**Consignes**
Reprenez le texte sur le désengagement dans les services de santé mentale, à la famille et à l'école, et poursuivez-le après sa dernière phrase.

**Texte à lire**
######
M. Falardeau (Guy) : Moi, je vous dirais que, oui, il y a eu un désengagement. En tout cas, dans ma pratique, j'ai senti qu'à partir des années 2014, 2015, 2016 les services d'accès en santé mentale se bloquaient progressivement, les disponibilités des professionnels étaient de moins en moins grandes, et on offrait de moins en moins de services ou ça prenait de plus en plus de temps. Même chose, le CRDI, qui s'occupe des enfants autistes, encore là, les services sont rendus d'un à trois ans avant que l'enfant ait des services après le diagnostic. Donc, oui, il y a eu beaucoup de coupures de services, et on espère que ça va... Et le Commissaire à la santé, oui, moi, je serais d'accord avec ça, en tout cas.

M. Tremblay : Mais, si vous me permettez, j'allais ajouter, du désengagement, aussi, au niveau de la famille puis au niveau de la structure scolaire.
######
(Données enregistrées)
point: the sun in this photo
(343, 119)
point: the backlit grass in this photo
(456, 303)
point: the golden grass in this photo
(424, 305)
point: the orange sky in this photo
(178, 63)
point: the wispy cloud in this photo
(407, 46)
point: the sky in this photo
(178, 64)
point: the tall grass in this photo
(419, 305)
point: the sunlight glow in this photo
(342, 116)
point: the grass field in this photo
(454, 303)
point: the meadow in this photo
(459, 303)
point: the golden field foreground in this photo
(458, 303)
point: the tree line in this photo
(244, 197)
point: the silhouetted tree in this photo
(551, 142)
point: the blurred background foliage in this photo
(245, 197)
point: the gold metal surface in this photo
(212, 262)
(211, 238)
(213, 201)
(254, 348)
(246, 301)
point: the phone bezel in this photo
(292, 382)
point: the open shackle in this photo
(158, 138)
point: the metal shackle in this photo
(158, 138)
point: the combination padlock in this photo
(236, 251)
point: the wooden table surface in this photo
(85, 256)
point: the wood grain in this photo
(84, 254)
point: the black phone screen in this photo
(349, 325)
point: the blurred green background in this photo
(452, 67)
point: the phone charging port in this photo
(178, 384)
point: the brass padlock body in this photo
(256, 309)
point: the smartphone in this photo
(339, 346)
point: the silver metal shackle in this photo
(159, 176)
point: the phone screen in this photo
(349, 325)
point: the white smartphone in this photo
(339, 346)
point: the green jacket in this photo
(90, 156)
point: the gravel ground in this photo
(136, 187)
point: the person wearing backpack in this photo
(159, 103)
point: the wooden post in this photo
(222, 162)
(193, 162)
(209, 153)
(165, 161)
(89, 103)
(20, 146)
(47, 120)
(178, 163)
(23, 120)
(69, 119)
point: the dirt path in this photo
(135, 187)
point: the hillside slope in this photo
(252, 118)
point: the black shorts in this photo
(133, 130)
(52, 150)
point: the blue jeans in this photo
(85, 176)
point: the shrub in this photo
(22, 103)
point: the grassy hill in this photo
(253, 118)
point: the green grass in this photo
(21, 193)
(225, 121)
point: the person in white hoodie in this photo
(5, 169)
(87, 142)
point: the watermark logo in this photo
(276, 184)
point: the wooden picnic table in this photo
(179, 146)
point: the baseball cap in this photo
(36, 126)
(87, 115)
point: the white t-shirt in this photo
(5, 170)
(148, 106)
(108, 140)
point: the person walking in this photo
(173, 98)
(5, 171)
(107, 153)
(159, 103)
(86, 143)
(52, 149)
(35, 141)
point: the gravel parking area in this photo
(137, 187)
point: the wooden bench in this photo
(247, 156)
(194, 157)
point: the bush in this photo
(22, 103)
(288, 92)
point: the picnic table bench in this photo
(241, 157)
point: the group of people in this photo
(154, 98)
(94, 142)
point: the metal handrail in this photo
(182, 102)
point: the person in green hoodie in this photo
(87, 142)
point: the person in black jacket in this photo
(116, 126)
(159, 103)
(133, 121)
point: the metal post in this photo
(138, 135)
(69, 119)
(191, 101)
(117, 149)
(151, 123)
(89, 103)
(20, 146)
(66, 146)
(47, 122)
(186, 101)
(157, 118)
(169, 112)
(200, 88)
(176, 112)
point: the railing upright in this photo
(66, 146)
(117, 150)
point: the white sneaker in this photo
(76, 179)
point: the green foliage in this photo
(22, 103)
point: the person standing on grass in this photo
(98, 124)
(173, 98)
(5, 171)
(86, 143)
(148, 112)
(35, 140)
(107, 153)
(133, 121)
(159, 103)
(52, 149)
######
**Exercice corrigé**
M. Poulin (Pierre-Claude) : Bien, l'Institut de statistique du Québec, c'est les données qui sont sur l'écran, le niveau de détresse psychologique... en fait, ils ont fait beaucoup de variables — je ne vous ai pas tout dit ça, parce que ça aurait pris la journée — pour vérifier qu'est-ce qui était associé à un niveau de détresse psychologique chez les enfants, puis, entre autres, être dans une famille reconstituée, une famille monoparentale, c'est 39 % et 38 % au lieu de 29 %; niveau de scolarité des parents plus bas, c'est un facteur de risque aussi; être moins à l'aise financièrement, bien, on peut le comprendre, c'est un facteur de risque; si la performance scolaire est inférieure à la moyenne, c'est un facteur de risque. Mais c'est des points sur lesquels c'est plus difficile de travailler, mais il y en a sur lesquels on peut faire quelque chose. Si les jeunes travaillent plus de 16 heures par semaine, puis Dieu sait qu'il y en a, c'est un facteur de risque; s'ils dorment moins, et Dieu sait qu'il y en a... les jeunes dorment une heure de moins que quand mes enfants étaient petits, aujourd'hui. Puis, s'il y a un niveau plus élevé de supervision parentale, à ce moment-là, le risque devient faible ou moyen. Donc, s'il n'y a pas de supervision parentale, c'est considéré comme un facteur de risque pour avoir une détresse psychologique élevée.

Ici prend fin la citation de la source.